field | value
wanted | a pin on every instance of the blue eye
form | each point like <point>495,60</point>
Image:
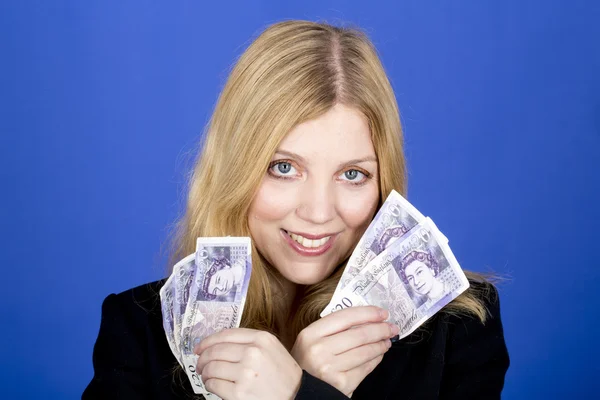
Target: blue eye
<point>353,174</point>
<point>283,168</point>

* _Task details_:
Copy the records above word for word, leaving out the pictures.

* _Task solution_:
field | value
wanted | a pin on every instance of the blue eye
form | each point like <point>495,60</point>
Image:
Target: blue eye
<point>353,174</point>
<point>283,168</point>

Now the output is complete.